## WORK ORDER
Count only the lines of the records that hold "stack", then give the number without any other words.

## Point-per-instance localization data
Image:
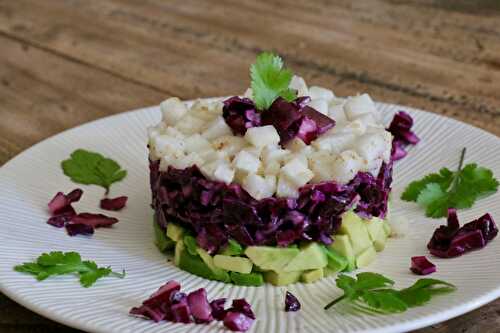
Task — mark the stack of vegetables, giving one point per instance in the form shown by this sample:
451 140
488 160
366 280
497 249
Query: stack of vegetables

...

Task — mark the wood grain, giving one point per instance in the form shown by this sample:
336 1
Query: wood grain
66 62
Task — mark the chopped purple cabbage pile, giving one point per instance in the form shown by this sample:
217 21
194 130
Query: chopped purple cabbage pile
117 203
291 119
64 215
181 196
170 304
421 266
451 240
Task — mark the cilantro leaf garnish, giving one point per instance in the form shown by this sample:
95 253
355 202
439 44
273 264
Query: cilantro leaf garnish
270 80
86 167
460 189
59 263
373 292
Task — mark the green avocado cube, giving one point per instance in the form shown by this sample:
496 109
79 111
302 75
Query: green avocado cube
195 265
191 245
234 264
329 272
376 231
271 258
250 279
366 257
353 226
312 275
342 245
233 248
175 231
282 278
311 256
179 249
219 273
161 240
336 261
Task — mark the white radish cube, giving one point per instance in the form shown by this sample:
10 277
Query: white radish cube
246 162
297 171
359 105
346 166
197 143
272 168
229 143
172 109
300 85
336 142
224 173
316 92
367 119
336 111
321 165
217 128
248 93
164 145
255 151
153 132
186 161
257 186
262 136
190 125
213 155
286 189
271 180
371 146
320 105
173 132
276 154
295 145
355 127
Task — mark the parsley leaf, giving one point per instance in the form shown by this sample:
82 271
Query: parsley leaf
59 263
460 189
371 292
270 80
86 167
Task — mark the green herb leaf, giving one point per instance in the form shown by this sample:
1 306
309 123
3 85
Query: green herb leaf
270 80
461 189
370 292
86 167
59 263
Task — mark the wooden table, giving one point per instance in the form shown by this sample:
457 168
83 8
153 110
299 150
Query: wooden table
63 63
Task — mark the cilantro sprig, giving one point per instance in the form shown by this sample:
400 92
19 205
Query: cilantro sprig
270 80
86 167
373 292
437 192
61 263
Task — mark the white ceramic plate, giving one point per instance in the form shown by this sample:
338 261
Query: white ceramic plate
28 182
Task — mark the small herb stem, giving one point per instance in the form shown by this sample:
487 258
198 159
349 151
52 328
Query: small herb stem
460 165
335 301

## RESULT FOR THIS EXERCISE
2